* _Dataset records_:
= = = = =
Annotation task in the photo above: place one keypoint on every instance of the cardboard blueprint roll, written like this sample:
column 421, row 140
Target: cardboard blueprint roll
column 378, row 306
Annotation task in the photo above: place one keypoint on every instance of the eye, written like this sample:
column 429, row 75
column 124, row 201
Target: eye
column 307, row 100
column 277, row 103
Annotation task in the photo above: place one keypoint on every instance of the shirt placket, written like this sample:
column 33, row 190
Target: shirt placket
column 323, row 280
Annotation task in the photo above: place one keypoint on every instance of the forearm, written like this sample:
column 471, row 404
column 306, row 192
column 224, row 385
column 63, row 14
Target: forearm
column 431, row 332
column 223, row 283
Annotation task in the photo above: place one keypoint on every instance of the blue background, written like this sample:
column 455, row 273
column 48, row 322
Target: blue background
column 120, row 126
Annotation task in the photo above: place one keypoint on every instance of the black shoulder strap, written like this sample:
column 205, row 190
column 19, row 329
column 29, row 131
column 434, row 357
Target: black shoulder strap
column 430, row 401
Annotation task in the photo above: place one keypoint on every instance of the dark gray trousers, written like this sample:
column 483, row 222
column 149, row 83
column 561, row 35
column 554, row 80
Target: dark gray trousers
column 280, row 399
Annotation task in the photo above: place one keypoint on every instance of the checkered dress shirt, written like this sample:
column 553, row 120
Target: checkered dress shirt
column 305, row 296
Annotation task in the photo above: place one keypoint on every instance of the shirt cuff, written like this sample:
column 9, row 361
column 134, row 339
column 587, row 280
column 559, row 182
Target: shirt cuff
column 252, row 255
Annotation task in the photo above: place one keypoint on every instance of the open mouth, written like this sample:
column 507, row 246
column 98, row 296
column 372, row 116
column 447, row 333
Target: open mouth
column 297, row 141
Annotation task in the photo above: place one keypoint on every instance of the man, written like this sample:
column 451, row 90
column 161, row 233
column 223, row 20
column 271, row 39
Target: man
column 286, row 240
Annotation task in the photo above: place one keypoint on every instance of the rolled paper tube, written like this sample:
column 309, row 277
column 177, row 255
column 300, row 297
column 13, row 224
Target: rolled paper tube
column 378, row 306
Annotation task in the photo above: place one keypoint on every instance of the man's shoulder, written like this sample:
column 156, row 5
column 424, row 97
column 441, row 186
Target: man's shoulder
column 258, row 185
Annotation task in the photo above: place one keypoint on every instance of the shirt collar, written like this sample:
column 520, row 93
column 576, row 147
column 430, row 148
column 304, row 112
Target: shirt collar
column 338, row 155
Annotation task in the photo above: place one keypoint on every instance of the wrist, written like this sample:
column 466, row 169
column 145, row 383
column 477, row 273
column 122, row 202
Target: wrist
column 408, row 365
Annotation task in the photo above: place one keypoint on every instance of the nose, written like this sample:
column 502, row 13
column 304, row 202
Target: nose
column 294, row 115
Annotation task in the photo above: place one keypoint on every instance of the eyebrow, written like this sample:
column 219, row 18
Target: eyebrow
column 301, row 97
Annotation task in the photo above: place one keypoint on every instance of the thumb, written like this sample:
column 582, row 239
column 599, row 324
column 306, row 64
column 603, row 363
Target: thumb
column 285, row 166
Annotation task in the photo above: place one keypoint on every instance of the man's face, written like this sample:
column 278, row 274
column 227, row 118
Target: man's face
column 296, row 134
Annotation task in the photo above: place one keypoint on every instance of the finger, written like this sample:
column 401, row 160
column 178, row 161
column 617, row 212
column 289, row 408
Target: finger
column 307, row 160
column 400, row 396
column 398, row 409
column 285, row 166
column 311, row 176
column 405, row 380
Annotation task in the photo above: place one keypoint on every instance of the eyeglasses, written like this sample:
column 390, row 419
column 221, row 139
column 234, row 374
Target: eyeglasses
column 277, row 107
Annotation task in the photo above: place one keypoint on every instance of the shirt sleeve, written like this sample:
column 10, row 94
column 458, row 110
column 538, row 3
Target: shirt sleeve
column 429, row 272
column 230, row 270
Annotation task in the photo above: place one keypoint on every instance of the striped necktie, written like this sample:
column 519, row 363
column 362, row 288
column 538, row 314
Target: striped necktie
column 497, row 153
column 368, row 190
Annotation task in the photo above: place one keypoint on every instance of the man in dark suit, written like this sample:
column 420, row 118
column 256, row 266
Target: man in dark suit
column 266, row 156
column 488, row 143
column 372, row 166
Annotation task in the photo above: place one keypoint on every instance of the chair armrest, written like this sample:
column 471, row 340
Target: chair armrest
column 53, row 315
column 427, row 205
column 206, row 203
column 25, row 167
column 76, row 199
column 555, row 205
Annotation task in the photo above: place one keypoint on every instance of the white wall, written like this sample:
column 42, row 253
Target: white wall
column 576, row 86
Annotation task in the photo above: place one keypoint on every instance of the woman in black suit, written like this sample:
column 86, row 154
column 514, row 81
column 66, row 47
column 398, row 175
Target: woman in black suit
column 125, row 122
= = = = =
* _What is expected_: The lines to return run from the one containing "column 66, row 47" through the last line of the material above. Please reproduce them exactly.

* _Reply to the task_:
column 66, row 47
column 398, row 175
Target: woman in black suit
column 125, row 122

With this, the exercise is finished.